Exercices ::
[A] D'après le texte de la page sur la rupture du contrat de travail, pourquoi la rupture conventionnelle n'impose-t-elle pas forcément de préavis ? Répondez en une à trois phrases.
[B] Poursuivez le texte de la page sur la rupture du contrat de travail à la suite de sa dernière phrase.

Texte de la page ::
......
Les juristes sont ainsi actuellement dubitatifs sur ce nouveau type de contrat.

Mode de rupture du contrat

Il existe désormais un deuxième mode de rupture conventionnelle. C’est une grande nouveauté de l’accord. La procédure garantit certains droits aux salariés.

Un article prévoit que les parties au contrat conviennent du principe de la rupture lors d’un ou de plusieurs entretiens et peuvent se faire assister. Il faut qu’il y ait une totale liberté de consentement. « Après le premier entretien, la prudence élémentaire incite à laisser passer au moins une nuit, estime Me Nicolas de Sevin, avocat associé (CMS bureau Francis Lefebvre). Ce nouveau mode de rupture conventionnel doit prendre place entre les deux modes unilatéraux que sont la démission et le licenciement. » Cela met certes à mal la démission.

Cette rupture conventionnelle ouvre droit à l’indemnité de chômage pour le salarié. Cette dernière est exonérée sur le plan fiscal et social.

En outre, « il n’y a pas nécessairement de préavis, car on n’est pas sur un accord unilatéral, mais bilatéral, où les deux parties fixent la date de rupture », conclut Me Nicolas de Sevin.

La fin du CNE et la réhabilitation du solde de tout compte

Pour sécuriser le licenciement, il faut en particulier le motiver. « Le problème sous-jacent est en réalité le CNE, car sa rupture n’avait pas besoin d’être justifiée », explique Me Hubert Flichy, président d’Avosial, avocat associé (cabinet Fichy). Le CNE est donc définitivement enterré. Ceux en cours seront transformés en CDI dès la promulgation de la loi.

Selon Me Chantal Giraud-Van Gaver, avocat associé (cabinet Coblence), « les partenaires sociaux tentent de réhabiliter le solde de tout compte, via l’article 11 de cet accord interprofessionnel, qui prévoit une prescription de six mois pour vérifier les comptes entre les parties ». Le solde de tout compte est délivré par l’employeur qui fait l’inventaire des sommes versées au salarié. Il doit détailler les sommes indemnisées. « A partir du moment où, dans un délai de six mois, le salarié n’aura pas contesté les heures supplémentaires, etc., il sera possible de faire valoir l’effet libératoire. »

La sécurisation des parcours professionnels

Plusieurs nouveautés sont à noter : pendant la vie du contrat, puisque la sécurisation des parcours passe par la professionnalisation, un bilan d’étape professionnel (BEP) est destiné au salarié pour qu’il réfléchisse sur ses besoins de compétences.
......
Liste des items ::

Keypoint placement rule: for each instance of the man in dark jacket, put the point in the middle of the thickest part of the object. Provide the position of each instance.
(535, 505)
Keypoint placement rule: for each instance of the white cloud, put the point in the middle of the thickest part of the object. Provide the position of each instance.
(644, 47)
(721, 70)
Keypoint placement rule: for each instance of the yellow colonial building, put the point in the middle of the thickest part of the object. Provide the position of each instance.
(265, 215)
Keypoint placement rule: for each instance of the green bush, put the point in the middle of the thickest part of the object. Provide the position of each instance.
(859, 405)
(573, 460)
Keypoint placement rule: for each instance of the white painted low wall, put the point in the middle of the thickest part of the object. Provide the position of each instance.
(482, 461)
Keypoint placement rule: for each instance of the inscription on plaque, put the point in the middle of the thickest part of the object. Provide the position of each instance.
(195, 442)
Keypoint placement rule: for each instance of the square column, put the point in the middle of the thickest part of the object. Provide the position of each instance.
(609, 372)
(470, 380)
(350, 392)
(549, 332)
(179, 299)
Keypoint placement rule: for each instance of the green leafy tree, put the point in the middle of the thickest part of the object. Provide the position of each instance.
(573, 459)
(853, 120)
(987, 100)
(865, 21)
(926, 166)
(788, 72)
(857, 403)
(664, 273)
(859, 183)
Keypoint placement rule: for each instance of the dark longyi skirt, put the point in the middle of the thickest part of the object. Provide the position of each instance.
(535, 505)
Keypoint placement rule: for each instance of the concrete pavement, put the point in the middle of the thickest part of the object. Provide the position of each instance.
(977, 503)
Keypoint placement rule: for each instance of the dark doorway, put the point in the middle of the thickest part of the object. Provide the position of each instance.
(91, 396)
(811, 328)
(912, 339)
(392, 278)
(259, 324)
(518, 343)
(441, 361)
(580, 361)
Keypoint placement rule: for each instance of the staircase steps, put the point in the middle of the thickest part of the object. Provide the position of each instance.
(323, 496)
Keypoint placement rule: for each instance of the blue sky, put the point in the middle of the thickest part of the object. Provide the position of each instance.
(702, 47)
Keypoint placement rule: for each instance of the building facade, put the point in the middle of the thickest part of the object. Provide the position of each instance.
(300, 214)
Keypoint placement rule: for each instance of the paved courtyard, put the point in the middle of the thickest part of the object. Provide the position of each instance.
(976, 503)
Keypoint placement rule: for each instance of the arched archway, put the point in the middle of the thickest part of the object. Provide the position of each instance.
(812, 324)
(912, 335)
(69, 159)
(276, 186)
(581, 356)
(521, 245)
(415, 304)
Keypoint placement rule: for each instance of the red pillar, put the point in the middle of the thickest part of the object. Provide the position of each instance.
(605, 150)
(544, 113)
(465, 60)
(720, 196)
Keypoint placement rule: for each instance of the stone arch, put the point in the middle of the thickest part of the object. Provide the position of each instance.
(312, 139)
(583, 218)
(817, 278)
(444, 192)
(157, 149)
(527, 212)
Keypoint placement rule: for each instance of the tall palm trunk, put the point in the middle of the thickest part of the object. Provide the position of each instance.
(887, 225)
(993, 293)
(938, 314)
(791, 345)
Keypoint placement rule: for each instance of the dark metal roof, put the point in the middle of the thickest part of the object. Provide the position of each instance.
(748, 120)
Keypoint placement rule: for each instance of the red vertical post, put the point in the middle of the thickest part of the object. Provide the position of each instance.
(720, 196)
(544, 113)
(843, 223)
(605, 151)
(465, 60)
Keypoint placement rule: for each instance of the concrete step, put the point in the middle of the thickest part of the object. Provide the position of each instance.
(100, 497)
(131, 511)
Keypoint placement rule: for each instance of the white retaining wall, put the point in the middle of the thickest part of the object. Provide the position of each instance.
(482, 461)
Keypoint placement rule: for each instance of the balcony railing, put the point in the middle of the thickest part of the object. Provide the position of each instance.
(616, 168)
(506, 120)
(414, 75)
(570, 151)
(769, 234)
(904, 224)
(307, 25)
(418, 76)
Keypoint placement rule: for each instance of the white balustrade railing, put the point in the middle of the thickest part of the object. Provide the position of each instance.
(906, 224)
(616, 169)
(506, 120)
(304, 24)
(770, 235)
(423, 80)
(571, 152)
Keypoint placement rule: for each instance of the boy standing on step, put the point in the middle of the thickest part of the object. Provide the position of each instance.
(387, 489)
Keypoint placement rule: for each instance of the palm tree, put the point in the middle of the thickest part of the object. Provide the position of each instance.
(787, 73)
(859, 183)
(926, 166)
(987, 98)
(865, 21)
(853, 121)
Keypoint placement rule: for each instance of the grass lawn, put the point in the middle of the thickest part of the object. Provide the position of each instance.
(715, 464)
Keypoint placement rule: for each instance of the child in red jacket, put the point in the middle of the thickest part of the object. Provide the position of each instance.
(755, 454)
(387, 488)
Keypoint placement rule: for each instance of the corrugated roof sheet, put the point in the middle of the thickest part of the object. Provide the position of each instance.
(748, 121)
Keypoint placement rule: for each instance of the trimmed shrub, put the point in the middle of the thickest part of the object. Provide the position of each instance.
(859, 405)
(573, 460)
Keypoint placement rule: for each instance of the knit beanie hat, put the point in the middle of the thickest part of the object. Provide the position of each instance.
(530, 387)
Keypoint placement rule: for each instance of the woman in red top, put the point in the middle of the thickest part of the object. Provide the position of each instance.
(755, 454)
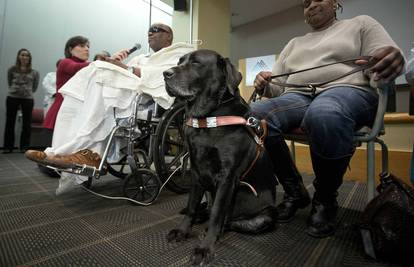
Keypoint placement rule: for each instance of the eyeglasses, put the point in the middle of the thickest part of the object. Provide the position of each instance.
(155, 29)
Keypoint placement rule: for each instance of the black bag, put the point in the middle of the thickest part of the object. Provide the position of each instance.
(387, 224)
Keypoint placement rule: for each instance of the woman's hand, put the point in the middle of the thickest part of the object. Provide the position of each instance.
(390, 63)
(261, 81)
(116, 62)
(120, 55)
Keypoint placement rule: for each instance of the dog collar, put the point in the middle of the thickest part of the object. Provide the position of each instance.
(213, 122)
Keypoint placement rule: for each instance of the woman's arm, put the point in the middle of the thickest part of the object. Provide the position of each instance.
(35, 80)
(9, 77)
(71, 67)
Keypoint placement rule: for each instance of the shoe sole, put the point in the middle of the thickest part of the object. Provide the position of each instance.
(331, 233)
(69, 165)
(37, 160)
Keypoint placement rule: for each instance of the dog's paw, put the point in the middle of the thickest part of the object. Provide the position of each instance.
(177, 235)
(202, 256)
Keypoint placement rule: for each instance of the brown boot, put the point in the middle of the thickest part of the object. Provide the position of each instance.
(82, 157)
(36, 156)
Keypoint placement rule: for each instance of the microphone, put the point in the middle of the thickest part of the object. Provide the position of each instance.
(136, 47)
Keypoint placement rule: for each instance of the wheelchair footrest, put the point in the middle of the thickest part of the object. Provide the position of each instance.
(78, 169)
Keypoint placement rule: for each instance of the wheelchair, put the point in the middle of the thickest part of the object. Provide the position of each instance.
(155, 155)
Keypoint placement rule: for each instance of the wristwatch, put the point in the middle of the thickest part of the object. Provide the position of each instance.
(131, 69)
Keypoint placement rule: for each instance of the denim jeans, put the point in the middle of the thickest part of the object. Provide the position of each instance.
(330, 118)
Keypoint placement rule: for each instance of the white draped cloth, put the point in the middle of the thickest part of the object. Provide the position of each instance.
(86, 116)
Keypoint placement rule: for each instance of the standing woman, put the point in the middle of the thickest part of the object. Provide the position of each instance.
(76, 56)
(23, 82)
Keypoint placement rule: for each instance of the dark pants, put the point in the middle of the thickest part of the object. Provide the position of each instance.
(12, 106)
(330, 119)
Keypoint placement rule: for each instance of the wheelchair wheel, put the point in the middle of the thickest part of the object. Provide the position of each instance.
(120, 169)
(142, 185)
(170, 150)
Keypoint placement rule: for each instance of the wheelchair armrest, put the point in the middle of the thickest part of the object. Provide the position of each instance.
(383, 90)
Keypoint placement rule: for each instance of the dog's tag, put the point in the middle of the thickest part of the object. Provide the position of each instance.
(211, 122)
(194, 123)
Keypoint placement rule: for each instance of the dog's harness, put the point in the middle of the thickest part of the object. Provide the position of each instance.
(256, 128)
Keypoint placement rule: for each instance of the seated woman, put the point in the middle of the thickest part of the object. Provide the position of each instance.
(329, 114)
(87, 114)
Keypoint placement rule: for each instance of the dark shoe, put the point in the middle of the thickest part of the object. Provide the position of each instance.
(321, 222)
(287, 209)
(7, 151)
(36, 155)
(82, 157)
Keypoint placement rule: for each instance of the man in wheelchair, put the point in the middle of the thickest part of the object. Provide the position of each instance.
(104, 91)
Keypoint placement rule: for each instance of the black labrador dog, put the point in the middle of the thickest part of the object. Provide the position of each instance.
(221, 157)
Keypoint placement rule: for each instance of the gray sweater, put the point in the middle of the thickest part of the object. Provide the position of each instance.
(22, 85)
(344, 39)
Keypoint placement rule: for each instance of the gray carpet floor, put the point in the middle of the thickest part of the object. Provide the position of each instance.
(38, 228)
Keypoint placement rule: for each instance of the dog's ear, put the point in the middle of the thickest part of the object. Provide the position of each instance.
(233, 76)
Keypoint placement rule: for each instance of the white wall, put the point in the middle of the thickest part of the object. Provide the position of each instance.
(44, 26)
(269, 35)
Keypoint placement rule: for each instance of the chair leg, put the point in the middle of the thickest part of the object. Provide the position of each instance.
(384, 155)
(371, 169)
(292, 150)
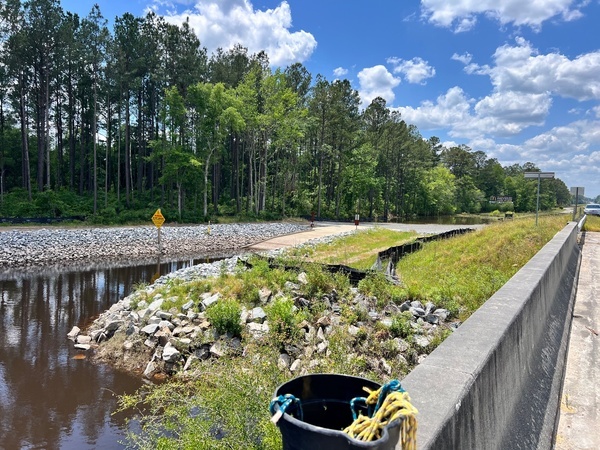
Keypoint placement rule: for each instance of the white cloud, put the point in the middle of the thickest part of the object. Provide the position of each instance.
(465, 58)
(521, 68)
(340, 72)
(229, 22)
(516, 110)
(375, 82)
(499, 114)
(448, 111)
(415, 71)
(461, 14)
(572, 151)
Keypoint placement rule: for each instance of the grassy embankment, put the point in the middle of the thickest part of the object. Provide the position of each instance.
(592, 223)
(225, 403)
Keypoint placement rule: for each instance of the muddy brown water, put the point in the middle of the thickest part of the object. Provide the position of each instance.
(51, 395)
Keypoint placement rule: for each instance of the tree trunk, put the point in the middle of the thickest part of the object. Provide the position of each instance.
(127, 151)
(94, 131)
(26, 172)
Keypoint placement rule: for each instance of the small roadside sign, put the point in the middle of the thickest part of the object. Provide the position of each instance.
(158, 219)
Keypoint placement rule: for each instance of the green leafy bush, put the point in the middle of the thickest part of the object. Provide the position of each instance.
(283, 320)
(401, 325)
(224, 315)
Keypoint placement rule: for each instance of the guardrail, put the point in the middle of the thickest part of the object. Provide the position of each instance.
(495, 383)
(42, 220)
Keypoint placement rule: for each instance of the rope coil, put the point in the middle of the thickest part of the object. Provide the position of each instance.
......
Résultats par exercice ::
[A] Un préavis n'est pas nécessairement requis parce que la rupture conventionnelle ne relève pas d'un acte unilatéral. Il s'agit d'un accord bilatéral, dans lequel ce sont les deux parties qui fixent ensemble la date de la rupture.

[B]
Concernant le droit individuel à la formation (DIF), l’accord évoque sa portabilité. « L’accord prévoit que le DIF puisse être mobilisé sur une base forfaitaire », précise Me Bruno Denkiewicz, avocat associé (cabinet Jacques Barthélémy), en priorité pendant la première moitié de la période de chômage.

D’autres points sont évoqués dans cet accord. Certains sont encore en suspens et les parties attendent davantage de développements.

Les sujets de l’accord interprofessionnel

- La période d’essai.

- Le contrat de projet à objet défini.

- La fin du contrat nouvelles embauches (il ne figure pas dans l’accord interprofessionnel, mais c’est une conséquence).

- La légalisation du portage salarial.

- La mise en œuvre des clauses spécifiques du contrat.

- La sécurisation juridique de la modification du contrat.

- Tout ce qui touche la gestion prévisionnelle des emplois et des compétences (GPEC).

- Le nouveau régime de la rupture conventionnelle.

- Le reçu pour solde de tout compte.

- Le doublement de l’indemnité de licenciement.

- Le plafonnement pour l’indemnisation du licenciement sans cause réelle et sérieuse.

- La prise en compte du stage de fin de cycle.

- La portabilité de la couverture complémentaire santé.

- La portabilité du droit individuel à la formation (DIF).

- L’ancienneté pour bénéficier de l’indemnisation conventionnelle de maladie, qui passe de trois ans à un an.

- La mobilité professionnelle et géographique.

- Le fonds de formation créé pour les chômeurs.

- La nouvelle procédure pour la conciliation prud’homale.